- [Set problem]: Convert every line of the records below into a Markdown table with two columns, Line No. and Content. Number the rows in order and omit blank lines.

- [Exercise data]:
------------------------------

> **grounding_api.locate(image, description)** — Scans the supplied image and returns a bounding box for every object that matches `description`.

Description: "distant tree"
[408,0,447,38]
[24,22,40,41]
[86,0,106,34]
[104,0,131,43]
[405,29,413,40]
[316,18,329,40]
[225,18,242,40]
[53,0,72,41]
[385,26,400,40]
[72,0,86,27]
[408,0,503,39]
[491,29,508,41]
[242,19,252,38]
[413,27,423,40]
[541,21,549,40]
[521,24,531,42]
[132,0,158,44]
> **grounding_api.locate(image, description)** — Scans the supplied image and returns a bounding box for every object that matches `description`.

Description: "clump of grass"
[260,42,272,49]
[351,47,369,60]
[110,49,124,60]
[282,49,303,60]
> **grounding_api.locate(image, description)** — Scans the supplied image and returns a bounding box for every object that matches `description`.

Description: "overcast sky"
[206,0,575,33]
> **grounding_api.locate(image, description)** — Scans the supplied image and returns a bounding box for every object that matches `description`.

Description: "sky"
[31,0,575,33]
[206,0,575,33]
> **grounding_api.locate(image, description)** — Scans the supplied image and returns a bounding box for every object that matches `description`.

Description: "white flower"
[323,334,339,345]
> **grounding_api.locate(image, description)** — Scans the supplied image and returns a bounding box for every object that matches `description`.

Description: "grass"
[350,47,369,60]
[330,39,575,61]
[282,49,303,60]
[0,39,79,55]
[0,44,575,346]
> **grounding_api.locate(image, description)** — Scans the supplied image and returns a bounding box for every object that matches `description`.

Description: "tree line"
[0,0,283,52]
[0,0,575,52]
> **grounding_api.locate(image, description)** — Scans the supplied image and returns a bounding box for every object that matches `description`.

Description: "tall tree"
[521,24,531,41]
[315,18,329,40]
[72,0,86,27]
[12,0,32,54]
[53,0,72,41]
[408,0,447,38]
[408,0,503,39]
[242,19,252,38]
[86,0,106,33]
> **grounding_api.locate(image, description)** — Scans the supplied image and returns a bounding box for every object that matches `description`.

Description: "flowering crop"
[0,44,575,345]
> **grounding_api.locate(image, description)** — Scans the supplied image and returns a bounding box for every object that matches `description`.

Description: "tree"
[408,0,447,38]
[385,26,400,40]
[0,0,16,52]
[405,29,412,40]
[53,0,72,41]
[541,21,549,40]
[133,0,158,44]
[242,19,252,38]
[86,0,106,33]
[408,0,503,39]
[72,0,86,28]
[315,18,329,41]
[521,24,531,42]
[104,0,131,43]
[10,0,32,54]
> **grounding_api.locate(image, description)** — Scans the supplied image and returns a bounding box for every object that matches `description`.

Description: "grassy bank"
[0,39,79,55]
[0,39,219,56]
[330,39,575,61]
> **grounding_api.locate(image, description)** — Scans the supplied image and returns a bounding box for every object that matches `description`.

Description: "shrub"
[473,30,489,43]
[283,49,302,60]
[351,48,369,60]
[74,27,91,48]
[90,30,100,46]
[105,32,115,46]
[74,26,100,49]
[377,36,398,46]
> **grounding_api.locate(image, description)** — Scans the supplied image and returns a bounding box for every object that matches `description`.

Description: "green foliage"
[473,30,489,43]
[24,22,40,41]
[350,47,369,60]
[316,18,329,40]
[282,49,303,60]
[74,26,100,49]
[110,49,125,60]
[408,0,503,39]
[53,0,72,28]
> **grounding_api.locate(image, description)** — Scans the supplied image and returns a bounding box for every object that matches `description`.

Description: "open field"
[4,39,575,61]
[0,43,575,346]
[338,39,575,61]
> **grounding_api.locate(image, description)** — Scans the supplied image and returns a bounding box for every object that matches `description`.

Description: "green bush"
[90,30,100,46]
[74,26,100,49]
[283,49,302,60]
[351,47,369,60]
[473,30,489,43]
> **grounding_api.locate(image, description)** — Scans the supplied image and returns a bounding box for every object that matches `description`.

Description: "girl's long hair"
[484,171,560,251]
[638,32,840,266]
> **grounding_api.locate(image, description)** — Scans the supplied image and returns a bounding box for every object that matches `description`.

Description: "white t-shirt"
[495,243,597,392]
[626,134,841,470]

------------------------------

- [Response to this task]:
| Line No. | Content |
|---|---|
| 1 | > **grounding_api.locate(image, description)** — Scans the supplied image and returns a bounding box for every object that matches `description`. |
| 2 | Description: "distant tree" |
| 3 | [408,0,447,38] |
| 4 | [24,22,40,41] |
| 5 | [86,0,106,34] |
| 6 | [104,0,131,43] |
| 7 | [405,29,413,40] |
| 8 | [316,18,329,40] |
| 9 | [225,18,242,40] |
| 10 | [53,0,72,41] |
| 11 | [385,26,400,40] |
| 12 | [72,0,86,27] |
| 13 | [408,0,503,39] |
| 14 | [491,29,508,41] |
| 15 | [242,19,252,38] |
| 16 | [413,27,423,40] |
| 17 | [541,21,549,40] |
| 18 | [521,24,531,42] |
| 19 | [132,0,158,44] |
| 20 | > **grounding_api.locate(image, description)** — Scans the supplied image and returns a bounding box for every object that matches `description`. |
| 21 | Description: "clump of grass" |
| 22 | [260,42,272,49] |
| 23 | [351,47,369,60] |
| 24 | [110,49,124,60] |
| 25 | [282,49,303,60] |
| 26 | > **grounding_api.locate(image, description)** — Scans the supplied image and returns a bounding box for every object that matches `description`. |
| 27 | Description: "overcast sky" |
| 28 | [206,0,575,33] |
| 29 | > **grounding_api.locate(image, description)** — Scans the supplied image and returns a bounding box for every object that matches `description`. |
| 30 | Description: "sky" |
| 31 | [31,0,575,33] |
| 32 | [206,0,575,33] |
| 33 | > **grounding_api.locate(image, description)** — Scans the supplied image and returns a bounding box for every object that matches `description`. |
| 34 | Description: "white flower" |
| 35 | [323,334,339,345] |
| 36 | > **grounding_api.locate(image, description)** — Scans the supplied image and returns a bounding box for every object that matches `description`. |
| 37 | Description: "grass" |
| 38 | [350,47,369,60] |
| 39 | [330,39,575,61] |
| 40 | [282,49,303,60] |
| 41 | [0,39,79,55] |
| 42 | [0,44,575,346] |
| 43 | > **grounding_api.locate(image, description)** — Scans the supplied image and returns a bounding box for every object that matches `description`. |
| 44 | Description: "tree line" |
| 45 | [0,0,283,52] |
| 46 | [0,0,575,52] |
| 47 | > **grounding_api.locate(image, description)** — Scans the supplied image and returns a bounding box for every object that matches `description`. |
| 48 | Description: "tall tree" |
| 49 | [521,24,531,41] |
| 50 | [315,18,329,40] |
| 51 | [72,0,86,27] |
| 52 | [12,0,32,54] |
| 53 | [53,0,72,41] |
| 54 | [408,0,447,38] |
| 55 | [408,0,503,39] |
| 56 | [242,19,252,38] |
| 57 | [86,0,106,33] |
| 58 | > **grounding_api.locate(image, description)** — Scans the supplied image and returns a bounding box for every object that matches `description`. |
| 59 | Description: "flowering crop" |
| 60 | [0,44,575,345] |
| 61 | > **grounding_api.locate(image, description)** — Scans the supplied image and returns a bounding box for every object that matches `description`. |
| 62 | Description: "tree" |
| 63 | [408,0,447,38] |
| 64 | [385,26,400,40] |
| 65 | [0,0,16,52] |
| 66 | [405,29,412,40] |
| 67 | [53,0,72,41] |
| 68 | [541,21,549,40] |
| 69 | [133,0,158,44] |
| 70 | [242,19,252,38] |
| 71 | [86,0,106,33] |
| 72 | [408,0,503,39] |
| 73 | [72,0,86,28] |
| 74 | [315,18,329,41] |
| 75 | [521,24,531,42] |
| 76 | [104,0,131,43] |
| 77 | [10,0,32,54] |
| 78 | > **grounding_api.locate(image, description)** — Scans the supplied image and returns a bounding box for every object that matches `description`. |
| 79 | Description: "grassy bank" |
| 80 | [0,39,79,55] |
| 81 | [0,39,219,56] |
| 82 | [330,39,575,61] |
| 83 | > **grounding_api.locate(image, description)** — Scans the supplied image and returns a bounding box for every object that matches `description`. |
| 84 | Description: "shrub" |
| 85 | [473,30,489,43] |
| 86 | [283,49,302,60] |
| 87 | [351,48,369,60] |
| 88 | [74,27,91,48] |
| 89 | [90,30,100,46] |
| 90 | [105,32,115,46] |
| 91 | [74,26,100,49] |
| 92 | [377,36,398,46] |
| 93 | > **grounding_api.locate(image, description)** — Scans the supplied image and returns a bounding box for every object that matches `description`. |
| 94 | Description: "green foliage" |
| 95 | [473,30,489,43] |
| 96 | [24,22,40,41] |
| 97 | [350,47,369,60] |
| 98 | [316,18,329,40] |
| 99 | [282,49,303,60] |
| 100 | [74,26,100,49] |
| 101 | [110,49,125,60] |
| 102 | [408,0,503,39] |
| 103 | [53,0,72,28] |
| 104 | > **grounding_api.locate(image, description)** — Scans the supplied image and returns a bounding box for every object that matches `description`. |
| 105 | Description: "open field" |
| 106 | [4,39,575,61] |
| 107 | [0,43,575,346] |
| 108 | [338,39,575,61] |
| 109 | > **grounding_api.locate(image, description)** — Scans the supplied image and returns a bounding box for every object that matches `description`. |
| 110 | Description: "green bush" |
| 111 | [90,30,100,46] |
| 112 | [74,26,100,49] |
| 113 | [283,49,302,60] |
| 114 | [351,47,369,60] |
| 115 | [473,30,489,43] |
| 116 | > **grounding_api.locate(image, description)** — Scans the supplied image and returns a bounding box for every object that matches `description`. |
| 117 | Description: "girl's long hair" |
| 118 | [484,171,560,251] |
| 119 | [638,32,840,266] |
| 120 | > **grounding_api.locate(image, description)** — Scans the supplied image and returns a bounding box for every object that matches `description`. |
| 121 | Description: "white t-shirt" |
| 122 | [495,243,597,392] |
| 123 | [626,134,841,470] |